SUPPLIED DATA =>
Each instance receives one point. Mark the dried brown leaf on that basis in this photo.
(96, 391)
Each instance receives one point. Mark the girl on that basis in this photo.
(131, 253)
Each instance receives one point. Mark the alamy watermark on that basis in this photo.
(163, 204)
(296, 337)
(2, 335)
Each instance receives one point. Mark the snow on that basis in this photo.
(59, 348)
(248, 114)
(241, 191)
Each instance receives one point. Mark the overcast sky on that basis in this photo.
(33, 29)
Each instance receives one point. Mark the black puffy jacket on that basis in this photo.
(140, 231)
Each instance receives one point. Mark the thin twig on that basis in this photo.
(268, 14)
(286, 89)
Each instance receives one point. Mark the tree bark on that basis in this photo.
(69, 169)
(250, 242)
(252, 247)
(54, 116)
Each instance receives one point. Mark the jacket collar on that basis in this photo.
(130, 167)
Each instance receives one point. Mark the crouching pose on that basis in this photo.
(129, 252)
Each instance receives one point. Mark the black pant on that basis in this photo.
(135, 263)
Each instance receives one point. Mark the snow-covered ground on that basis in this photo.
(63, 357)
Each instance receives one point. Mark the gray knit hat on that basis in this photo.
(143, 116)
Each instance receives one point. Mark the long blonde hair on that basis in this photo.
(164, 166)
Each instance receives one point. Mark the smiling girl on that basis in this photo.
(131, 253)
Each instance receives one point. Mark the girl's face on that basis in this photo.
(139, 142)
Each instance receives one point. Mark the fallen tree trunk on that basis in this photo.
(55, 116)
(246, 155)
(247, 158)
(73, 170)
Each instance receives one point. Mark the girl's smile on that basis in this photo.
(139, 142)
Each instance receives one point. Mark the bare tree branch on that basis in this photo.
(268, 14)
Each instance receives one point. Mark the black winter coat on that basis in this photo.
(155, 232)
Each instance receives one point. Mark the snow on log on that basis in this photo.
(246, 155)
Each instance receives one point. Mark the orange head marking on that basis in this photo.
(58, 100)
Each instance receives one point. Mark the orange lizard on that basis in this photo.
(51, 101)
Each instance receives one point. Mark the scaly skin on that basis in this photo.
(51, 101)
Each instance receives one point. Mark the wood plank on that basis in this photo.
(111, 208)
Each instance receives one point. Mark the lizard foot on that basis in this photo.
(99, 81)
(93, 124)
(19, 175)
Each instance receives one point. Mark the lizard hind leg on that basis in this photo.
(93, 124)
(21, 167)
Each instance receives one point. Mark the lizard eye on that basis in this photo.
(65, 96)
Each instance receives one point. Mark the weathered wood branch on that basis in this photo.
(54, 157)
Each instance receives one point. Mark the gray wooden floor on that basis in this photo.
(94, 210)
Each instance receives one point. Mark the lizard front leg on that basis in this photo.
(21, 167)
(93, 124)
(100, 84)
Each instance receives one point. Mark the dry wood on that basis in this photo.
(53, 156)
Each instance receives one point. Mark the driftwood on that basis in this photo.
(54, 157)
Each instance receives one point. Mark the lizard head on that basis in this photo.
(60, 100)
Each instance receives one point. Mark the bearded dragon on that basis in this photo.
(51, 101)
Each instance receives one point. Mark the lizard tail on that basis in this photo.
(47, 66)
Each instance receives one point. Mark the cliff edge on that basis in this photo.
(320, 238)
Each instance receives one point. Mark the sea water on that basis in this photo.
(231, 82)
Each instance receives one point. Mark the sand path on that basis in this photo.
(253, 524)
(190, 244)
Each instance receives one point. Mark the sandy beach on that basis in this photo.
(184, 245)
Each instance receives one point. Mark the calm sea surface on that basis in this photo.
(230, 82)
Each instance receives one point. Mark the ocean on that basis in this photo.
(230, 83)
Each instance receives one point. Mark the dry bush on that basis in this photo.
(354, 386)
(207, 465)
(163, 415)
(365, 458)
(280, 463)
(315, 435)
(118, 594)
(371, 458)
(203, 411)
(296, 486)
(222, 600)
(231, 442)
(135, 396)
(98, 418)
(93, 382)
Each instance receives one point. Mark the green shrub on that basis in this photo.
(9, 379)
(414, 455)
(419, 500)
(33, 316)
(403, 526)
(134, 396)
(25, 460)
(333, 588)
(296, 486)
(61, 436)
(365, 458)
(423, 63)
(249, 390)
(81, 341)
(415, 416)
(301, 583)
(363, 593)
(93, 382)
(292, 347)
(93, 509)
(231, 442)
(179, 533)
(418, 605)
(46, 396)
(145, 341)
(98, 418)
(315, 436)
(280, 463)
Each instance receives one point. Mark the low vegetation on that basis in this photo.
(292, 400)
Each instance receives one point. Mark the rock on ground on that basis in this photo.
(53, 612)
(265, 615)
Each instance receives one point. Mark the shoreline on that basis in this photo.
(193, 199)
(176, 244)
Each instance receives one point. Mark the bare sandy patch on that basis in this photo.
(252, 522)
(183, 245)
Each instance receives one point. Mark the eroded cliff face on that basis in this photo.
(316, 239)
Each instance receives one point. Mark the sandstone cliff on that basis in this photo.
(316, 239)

REQUEST =>
Edit the records from the line containing "Each instance receives one point. Mark the calm" through the end of the records so that "dry bush" becomes "withered bush". Reproduce only those lines, with everything else unchanged.

OUTPUT FOR THIS TASK =>
Each instance receives one point. Mark the calm sea surface on that basis in this photo.
(230, 82)
Each instance receives one point. Mark the ocean on that basis in this photo.
(230, 83)
Each instance receives one point. Mark the withered bush on that basis in this photo.
(354, 386)
(207, 465)
(163, 415)
(365, 458)
(280, 463)
(315, 435)
(118, 594)
(371, 458)
(203, 411)
(296, 486)
(222, 600)
(231, 442)
(135, 396)
(98, 418)
(93, 382)
Each instance receives one point. Mark the green shrub on that basis in this photo.
(9, 379)
(414, 455)
(419, 500)
(33, 316)
(403, 526)
(134, 396)
(25, 460)
(333, 588)
(296, 486)
(61, 436)
(365, 458)
(423, 63)
(249, 390)
(81, 341)
(415, 416)
(301, 583)
(363, 593)
(93, 382)
(292, 347)
(93, 509)
(231, 442)
(179, 533)
(418, 605)
(46, 396)
(145, 341)
(98, 418)
(315, 436)
(280, 463)
Each instance receives one point. Mark the low vegetation on that basis in this photo.
(292, 400)
Each instance receives one point. Mark the rock on ground on that basis in this photo.
(53, 612)
(265, 615)
Each instance receives one point. Mark the shoreline on that basis in this photo.
(193, 199)
(176, 244)
Each instance receives one point. Mark the bare sandy patch on that basis in this photo.
(252, 522)
(183, 245)
Each instance receives one point. Mark the eroded cliff face on that basis in this photo.
(316, 239)
Each instance receives one point. Mark the sandstone cliff on that basis in this photo.
(316, 239)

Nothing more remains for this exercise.